EXERCISE DETAILS: Rewrite the lines from the one holding "Category: green hillside" through the one holding "pixel 984 290", inclusive, with "Category" changed to "Class" and nothing else altered.

+++++

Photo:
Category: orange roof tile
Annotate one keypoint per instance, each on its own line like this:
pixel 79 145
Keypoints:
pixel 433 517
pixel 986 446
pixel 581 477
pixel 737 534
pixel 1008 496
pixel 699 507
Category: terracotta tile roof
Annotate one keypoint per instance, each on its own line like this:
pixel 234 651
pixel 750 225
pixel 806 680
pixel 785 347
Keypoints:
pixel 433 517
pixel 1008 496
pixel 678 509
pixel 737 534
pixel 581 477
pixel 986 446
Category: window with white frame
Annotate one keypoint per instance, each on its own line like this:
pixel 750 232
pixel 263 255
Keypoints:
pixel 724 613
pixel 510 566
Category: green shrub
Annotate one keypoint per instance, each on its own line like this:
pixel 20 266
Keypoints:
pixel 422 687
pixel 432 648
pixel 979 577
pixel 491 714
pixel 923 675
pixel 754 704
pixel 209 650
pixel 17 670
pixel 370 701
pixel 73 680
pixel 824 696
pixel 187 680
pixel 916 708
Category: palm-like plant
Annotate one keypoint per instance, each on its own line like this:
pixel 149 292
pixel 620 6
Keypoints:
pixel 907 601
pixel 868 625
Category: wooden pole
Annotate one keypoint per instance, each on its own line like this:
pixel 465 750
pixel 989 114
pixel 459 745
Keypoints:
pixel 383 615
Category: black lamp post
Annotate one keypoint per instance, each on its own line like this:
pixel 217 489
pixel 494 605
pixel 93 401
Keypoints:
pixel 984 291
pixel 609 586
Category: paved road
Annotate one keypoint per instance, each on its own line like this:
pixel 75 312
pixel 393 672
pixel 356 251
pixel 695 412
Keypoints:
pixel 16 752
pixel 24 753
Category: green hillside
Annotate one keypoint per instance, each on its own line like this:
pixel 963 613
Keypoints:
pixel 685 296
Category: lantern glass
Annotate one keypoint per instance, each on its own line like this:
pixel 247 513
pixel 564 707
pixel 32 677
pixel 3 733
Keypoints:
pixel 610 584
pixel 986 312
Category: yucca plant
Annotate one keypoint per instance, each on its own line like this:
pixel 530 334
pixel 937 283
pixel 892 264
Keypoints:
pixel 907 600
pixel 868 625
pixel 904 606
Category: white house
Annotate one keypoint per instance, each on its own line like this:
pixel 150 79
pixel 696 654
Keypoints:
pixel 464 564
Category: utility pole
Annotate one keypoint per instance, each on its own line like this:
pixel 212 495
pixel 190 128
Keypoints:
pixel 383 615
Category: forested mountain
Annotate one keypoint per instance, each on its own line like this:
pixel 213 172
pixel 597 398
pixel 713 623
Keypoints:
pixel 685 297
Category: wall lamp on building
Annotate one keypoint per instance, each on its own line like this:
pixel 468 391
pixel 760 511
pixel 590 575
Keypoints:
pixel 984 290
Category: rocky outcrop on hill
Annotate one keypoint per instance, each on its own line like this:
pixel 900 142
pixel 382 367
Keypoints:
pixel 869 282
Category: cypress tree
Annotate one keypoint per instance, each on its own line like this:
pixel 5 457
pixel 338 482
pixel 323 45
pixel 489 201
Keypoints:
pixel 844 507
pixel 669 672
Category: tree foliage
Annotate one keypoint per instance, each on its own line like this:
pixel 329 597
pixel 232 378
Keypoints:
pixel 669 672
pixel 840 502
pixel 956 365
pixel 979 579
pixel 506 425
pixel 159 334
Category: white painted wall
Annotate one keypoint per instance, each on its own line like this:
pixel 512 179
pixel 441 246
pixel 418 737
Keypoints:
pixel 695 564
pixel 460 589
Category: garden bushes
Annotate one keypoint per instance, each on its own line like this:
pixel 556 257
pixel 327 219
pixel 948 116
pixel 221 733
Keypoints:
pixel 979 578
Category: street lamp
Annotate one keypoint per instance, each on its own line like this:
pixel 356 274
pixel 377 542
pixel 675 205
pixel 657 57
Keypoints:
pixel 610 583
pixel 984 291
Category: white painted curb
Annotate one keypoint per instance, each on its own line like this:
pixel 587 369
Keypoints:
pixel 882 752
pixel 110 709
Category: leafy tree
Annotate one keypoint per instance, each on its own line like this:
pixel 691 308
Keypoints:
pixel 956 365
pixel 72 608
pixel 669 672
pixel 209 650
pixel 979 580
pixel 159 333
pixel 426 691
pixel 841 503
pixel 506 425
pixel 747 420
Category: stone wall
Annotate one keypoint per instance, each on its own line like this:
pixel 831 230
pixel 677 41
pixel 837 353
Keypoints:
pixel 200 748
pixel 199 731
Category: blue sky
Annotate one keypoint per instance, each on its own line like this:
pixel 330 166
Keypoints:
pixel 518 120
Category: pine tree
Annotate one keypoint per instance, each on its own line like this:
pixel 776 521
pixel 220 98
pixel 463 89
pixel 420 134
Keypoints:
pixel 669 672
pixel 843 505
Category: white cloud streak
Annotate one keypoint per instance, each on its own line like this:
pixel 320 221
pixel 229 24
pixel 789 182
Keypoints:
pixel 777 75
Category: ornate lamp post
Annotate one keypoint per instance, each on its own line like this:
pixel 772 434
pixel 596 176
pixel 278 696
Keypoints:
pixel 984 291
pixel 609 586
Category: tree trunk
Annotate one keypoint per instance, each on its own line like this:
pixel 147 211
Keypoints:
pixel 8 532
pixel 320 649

+++++

FINAL RESULT:
Class: green hillside
Annotate one keypoint per instance, each on its own line like this:
pixel 963 613
Keypoints:
pixel 685 296
Class: lantern glass
Annotate one keypoint per instance, each on its own line like this:
pixel 247 513
pixel 564 707
pixel 32 677
pixel 3 733
Keypoints:
pixel 610 584
pixel 986 312
Class: yucca plant
Annotate one keypoint per instance, each on its own line like this:
pixel 530 334
pixel 937 283
pixel 892 264
Keypoints:
pixel 907 600
pixel 868 625
pixel 904 606
Class: white house
Annotate one keypoint per instance, each on its own line like this:
pixel 150 79
pixel 696 654
Keypoints:
pixel 464 564
Class: utility pole
Annotate one keypoint per instance, each on its own line like this:
pixel 212 495
pixel 190 128
Keypoints:
pixel 383 615
Class: forested mountain
Annotate one keypoint per instance, each on its own line like this:
pixel 213 172
pixel 597 398
pixel 713 623
Keypoints:
pixel 685 297
Class: wall lamp on building
Annotate one keypoint per instance, each on its own line like this:
pixel 468 391
pixel 760 511
pixel 590 575
Keypoints:
pixel 984 290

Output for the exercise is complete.